Your instructions:
In the abstract on social media and social protest cycles, return the passage from "Abstract of the" to "Information Systems Research])" word for word.

Text:
....................

Abstract of the Talk: Role of Social Media in Social Protest Cycles
(Monideepa Tarafdar and Deepa K. Ray [December 2021 Issue, Information Systems Research])

Contemporary social media-fueled social protest is self-organized, rapidly dynamic, decentralized, constitutes vast populations, and is shaped by multiple and concurrent channels of information flows. Who can forget the powerful images of the many different social media-fueled protests, across the world, from 2018 through early 2021? Such protest activity is captured in the concept of ‘social protest cycles’, which are short periods of intense and contentious protest activity characterized by temporal dynamics, a large repertoire of protest action, confrontation and potential violence, and possible institutional action. They are the micro-foundations of long-term social movements. We conceptualize the social media-enabled social protest cycle as an assemblage having social (e.g., people, elected leaders, police, judges, etc.) and technical (social media applications, online petition applications etc.) components and analyze how it transforms through performative intra-actions. The empirical context is a social media-enabled social protest cycle that emerged following a fatal rape incident in New Delhi, India. Through mixed-methods analysis of longitudinal netnographic data collected from simultaneous protest activity on Twitter, Facebook, YouTube, online blogs, and newspaper websites, we theorize three intra-actions - Consolidation, Expansion, and Intensification - and explain how they transform the social protest cycle over time. The paper contributes to the IS literature that studies social media-enabled social protest action.

....................

Pointing dataset excerpts:
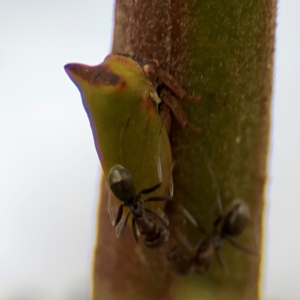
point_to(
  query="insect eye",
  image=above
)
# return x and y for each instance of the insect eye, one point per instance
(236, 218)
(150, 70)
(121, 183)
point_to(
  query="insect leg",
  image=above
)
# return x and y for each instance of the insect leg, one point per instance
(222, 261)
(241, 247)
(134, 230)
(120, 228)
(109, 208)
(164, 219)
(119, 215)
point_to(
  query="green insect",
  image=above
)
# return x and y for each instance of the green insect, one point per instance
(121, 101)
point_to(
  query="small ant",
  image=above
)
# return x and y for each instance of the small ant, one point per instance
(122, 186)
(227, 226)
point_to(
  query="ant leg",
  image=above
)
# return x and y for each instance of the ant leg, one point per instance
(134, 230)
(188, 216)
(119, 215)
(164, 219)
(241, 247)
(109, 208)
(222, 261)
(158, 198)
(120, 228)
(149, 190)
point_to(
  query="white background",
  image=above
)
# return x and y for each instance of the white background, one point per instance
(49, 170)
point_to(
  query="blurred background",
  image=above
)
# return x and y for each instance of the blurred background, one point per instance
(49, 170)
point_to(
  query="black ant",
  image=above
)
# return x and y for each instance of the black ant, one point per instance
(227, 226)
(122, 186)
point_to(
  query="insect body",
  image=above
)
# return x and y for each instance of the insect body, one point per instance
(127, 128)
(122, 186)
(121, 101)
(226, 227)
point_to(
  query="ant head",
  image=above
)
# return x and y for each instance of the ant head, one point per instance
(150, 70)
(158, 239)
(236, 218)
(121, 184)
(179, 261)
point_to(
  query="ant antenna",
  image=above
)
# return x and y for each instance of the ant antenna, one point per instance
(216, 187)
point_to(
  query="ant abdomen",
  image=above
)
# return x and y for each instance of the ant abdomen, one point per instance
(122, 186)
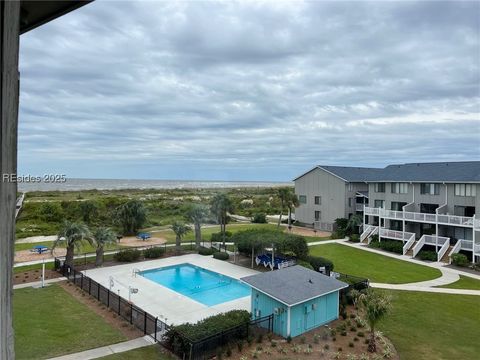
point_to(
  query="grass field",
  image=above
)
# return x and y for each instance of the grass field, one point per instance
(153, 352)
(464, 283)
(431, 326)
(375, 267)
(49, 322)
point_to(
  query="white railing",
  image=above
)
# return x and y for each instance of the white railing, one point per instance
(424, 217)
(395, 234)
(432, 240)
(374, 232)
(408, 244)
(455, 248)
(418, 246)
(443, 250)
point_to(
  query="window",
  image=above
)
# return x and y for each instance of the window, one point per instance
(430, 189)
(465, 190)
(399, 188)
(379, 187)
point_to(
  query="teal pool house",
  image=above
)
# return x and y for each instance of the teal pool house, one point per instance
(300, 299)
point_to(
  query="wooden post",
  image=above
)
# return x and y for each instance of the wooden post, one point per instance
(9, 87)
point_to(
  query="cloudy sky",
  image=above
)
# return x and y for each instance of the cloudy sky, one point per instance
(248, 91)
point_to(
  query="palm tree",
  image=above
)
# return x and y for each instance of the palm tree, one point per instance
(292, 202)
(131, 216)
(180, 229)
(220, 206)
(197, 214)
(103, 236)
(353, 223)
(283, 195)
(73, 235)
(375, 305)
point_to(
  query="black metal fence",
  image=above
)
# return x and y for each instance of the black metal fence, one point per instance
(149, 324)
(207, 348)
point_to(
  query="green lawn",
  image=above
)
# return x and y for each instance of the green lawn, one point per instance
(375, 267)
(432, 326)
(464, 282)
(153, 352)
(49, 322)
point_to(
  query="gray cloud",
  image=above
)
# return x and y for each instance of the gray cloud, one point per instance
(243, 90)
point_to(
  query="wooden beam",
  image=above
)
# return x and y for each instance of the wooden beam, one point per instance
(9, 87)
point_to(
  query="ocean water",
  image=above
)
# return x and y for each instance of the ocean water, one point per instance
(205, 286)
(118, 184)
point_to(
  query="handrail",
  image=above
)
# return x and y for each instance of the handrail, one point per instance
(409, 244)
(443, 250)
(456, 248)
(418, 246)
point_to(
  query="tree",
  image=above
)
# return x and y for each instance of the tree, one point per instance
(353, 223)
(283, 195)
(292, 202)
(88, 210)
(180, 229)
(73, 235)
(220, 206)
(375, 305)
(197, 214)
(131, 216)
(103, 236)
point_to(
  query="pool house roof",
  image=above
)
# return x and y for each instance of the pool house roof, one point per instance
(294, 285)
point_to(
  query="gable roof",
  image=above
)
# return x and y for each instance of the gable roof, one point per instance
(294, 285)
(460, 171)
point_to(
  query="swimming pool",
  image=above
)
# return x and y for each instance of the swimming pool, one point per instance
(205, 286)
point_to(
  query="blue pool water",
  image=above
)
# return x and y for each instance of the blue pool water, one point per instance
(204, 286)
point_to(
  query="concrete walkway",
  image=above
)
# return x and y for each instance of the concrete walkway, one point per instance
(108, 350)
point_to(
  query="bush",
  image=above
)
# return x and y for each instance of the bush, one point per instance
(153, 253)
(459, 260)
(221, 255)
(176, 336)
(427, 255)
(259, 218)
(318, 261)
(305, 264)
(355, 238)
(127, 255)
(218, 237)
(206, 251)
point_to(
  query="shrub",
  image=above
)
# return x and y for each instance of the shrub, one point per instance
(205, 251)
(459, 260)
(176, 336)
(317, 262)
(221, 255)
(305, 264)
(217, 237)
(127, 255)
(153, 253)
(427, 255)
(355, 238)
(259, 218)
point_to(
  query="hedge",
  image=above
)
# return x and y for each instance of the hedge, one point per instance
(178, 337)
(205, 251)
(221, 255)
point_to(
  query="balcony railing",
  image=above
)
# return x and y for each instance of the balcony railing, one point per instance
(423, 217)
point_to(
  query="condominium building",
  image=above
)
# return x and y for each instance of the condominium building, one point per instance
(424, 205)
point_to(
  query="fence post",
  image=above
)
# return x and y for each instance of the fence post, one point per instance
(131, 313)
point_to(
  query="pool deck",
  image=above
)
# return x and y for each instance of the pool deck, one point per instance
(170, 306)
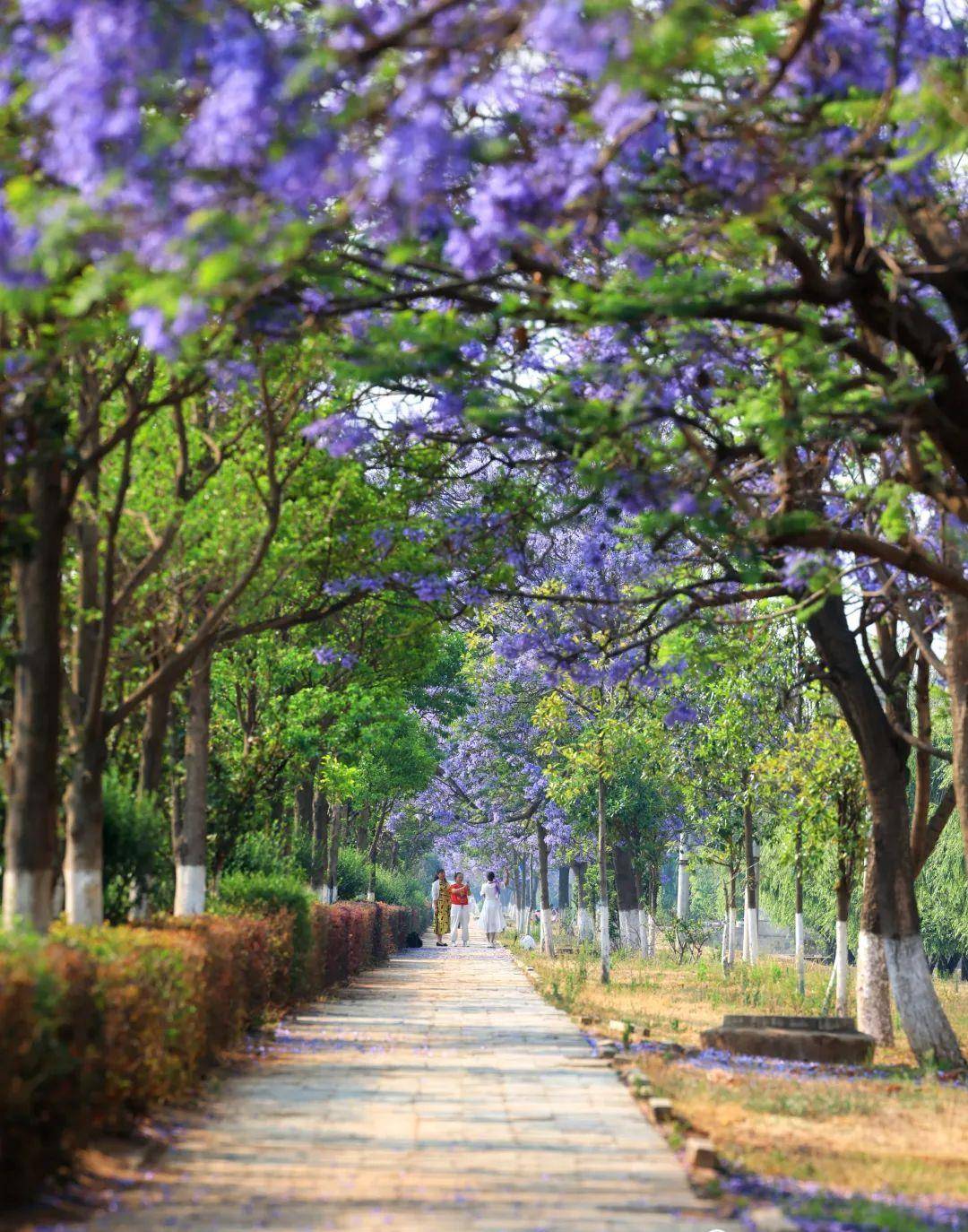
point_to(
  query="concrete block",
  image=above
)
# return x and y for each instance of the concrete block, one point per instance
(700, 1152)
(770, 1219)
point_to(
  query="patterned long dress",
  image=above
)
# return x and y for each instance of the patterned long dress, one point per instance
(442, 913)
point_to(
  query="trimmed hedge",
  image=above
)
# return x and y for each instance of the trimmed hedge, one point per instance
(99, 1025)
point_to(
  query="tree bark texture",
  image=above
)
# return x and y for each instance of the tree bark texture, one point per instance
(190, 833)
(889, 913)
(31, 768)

....................

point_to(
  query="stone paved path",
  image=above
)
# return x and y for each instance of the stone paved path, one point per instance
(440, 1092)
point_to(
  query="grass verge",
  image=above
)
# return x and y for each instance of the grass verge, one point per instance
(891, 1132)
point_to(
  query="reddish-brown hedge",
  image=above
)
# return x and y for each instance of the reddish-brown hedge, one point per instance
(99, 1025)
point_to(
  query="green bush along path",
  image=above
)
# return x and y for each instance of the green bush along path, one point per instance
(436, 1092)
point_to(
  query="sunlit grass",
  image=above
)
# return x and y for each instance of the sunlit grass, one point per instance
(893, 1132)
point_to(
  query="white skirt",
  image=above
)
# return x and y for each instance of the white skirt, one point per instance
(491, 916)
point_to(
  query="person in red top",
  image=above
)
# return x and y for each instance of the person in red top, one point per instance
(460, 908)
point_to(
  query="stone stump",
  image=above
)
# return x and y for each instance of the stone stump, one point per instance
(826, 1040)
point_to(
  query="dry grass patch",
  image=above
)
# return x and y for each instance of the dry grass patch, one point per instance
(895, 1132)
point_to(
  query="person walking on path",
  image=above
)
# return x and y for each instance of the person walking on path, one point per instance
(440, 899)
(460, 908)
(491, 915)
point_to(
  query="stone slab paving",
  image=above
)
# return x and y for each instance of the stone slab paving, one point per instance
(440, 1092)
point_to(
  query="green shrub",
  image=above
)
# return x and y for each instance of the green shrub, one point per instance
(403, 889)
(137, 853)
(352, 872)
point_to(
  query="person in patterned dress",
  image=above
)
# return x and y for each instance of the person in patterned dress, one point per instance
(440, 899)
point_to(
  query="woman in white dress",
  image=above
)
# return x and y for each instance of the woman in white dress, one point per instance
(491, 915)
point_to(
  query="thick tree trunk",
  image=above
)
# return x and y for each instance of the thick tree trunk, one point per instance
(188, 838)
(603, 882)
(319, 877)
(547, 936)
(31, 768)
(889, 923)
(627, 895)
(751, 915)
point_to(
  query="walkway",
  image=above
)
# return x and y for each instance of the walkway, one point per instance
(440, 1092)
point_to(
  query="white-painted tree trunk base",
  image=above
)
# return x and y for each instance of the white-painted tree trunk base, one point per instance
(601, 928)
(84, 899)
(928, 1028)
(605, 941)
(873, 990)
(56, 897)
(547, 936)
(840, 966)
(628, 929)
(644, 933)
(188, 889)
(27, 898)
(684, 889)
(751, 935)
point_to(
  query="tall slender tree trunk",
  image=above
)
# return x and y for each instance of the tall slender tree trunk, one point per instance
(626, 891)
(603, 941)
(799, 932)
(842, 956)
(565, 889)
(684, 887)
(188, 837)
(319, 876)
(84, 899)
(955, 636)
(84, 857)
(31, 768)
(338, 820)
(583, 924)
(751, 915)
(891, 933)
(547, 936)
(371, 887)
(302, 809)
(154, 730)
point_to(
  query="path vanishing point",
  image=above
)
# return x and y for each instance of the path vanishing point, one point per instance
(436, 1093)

....................

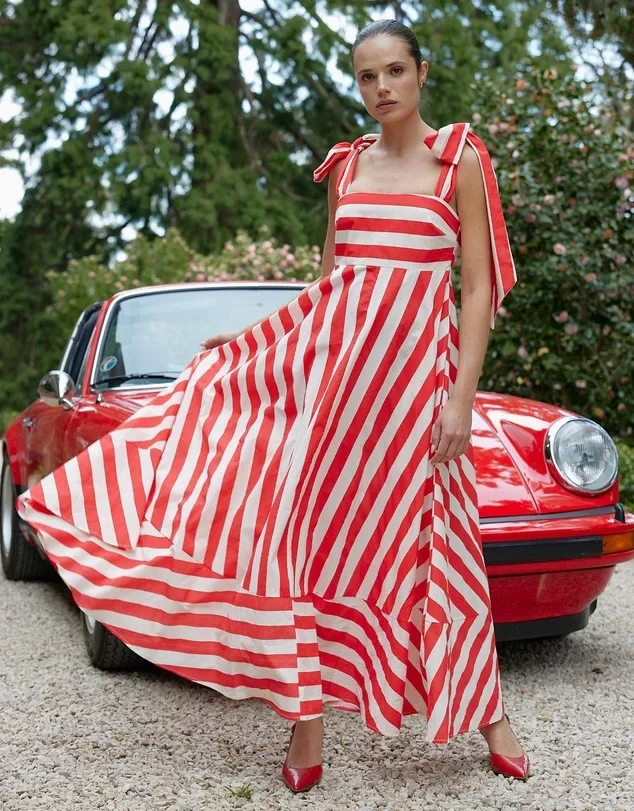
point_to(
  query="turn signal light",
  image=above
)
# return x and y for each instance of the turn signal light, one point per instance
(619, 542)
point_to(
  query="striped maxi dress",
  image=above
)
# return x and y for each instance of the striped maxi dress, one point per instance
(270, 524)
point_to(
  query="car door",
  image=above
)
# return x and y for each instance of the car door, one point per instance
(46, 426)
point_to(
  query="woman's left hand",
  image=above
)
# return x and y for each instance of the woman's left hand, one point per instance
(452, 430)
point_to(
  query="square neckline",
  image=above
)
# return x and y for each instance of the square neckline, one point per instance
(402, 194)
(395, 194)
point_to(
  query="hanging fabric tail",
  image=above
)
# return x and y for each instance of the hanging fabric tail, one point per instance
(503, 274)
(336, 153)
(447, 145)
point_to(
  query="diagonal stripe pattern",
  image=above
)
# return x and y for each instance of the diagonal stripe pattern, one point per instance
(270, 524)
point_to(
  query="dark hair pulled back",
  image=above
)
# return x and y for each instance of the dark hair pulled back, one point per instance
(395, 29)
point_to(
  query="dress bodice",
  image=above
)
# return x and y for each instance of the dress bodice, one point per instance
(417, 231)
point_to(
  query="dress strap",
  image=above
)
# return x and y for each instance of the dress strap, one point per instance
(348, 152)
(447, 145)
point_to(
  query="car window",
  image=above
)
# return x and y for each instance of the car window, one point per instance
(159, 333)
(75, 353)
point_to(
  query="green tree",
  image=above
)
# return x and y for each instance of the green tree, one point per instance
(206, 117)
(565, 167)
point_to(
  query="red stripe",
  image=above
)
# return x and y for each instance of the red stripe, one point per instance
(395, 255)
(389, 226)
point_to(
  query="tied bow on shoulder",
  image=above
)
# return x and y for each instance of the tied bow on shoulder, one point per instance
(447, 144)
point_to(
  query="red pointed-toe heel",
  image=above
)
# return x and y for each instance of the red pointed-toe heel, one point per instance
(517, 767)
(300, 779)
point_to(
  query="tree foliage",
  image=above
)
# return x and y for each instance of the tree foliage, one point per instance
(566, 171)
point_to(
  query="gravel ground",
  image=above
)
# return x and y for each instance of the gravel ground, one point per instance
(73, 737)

....................

Task answer:
Abstract of the Talk: Role of Social Media in Social Protest Cycles
(Monideepa Tarafdar and Deepa K. Ray [December 2021 Issue, Information Systems Research])